Starting with the line that contains "Target: woman holding sign" and ending with the final line of the data below, print those lines exactly and nothing else.
---------- Dataset extract ----------
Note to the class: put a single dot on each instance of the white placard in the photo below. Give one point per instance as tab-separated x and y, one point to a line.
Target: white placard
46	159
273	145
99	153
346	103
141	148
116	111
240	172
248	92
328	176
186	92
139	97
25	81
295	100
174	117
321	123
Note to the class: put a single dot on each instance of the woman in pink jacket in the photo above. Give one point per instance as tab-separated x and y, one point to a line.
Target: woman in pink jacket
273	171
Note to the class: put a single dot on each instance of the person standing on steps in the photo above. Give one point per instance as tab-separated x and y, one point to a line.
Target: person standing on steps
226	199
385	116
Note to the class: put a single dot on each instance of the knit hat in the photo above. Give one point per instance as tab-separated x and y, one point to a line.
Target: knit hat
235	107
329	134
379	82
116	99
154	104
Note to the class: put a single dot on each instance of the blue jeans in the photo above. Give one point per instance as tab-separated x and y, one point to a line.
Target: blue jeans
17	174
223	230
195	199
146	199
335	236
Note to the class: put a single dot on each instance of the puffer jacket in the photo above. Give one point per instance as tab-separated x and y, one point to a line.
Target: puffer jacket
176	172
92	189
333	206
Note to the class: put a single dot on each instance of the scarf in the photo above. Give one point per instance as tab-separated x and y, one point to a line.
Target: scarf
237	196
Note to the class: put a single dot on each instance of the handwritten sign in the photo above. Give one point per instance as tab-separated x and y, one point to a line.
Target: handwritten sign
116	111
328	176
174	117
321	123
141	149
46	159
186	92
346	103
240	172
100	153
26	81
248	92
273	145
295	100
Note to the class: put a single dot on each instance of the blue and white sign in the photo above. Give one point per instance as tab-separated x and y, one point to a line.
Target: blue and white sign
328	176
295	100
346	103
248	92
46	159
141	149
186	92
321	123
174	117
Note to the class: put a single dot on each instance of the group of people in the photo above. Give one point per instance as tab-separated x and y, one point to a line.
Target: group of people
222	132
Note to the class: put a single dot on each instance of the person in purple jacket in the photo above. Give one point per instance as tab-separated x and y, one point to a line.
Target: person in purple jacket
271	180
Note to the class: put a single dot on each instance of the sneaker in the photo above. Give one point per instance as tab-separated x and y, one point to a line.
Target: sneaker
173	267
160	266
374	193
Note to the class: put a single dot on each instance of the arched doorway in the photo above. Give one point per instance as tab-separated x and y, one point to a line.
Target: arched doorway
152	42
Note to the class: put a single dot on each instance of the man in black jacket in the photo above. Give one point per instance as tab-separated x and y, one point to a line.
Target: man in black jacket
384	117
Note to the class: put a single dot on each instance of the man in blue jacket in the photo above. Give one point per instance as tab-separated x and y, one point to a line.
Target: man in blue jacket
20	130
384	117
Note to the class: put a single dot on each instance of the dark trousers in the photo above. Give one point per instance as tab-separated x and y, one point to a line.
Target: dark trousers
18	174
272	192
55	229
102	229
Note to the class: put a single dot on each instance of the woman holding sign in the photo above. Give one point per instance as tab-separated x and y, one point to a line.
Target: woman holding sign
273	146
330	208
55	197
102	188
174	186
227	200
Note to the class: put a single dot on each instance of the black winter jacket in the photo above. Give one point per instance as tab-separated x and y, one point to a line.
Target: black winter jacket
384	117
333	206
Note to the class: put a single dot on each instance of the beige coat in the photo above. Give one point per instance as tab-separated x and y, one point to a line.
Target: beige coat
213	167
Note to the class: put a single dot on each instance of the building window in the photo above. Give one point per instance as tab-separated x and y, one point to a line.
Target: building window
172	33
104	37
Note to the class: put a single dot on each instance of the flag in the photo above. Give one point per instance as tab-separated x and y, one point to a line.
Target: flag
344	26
----------
Solution:
Target: woman holding sign
273	146
330	208
55	197
102	188
174	186
227	200
Note to the class: put a single dot on each instance of the black winter jacket in the photo above. Give one point per instance as tab-separated x and y, one point to a line.
Target: black winter jacket
384	117
333	206
Note to the class: put a single dot on each instance of the beige coat in the photo above. Give one point per instance as tab-separated x and y, one point to a line.
Target: beige coat
213	167
Note to the class: put a single dot on each instance of the building window in the photo above. Give one point per instance as tab-separated x and y, one point to a line.
Target: building window
172	33
104	37
Note to the class: put a single dot on each instance of the flag in the photo above. Give one point per instance as tab-separated x and y, one point to a line.
Target: flag
344	26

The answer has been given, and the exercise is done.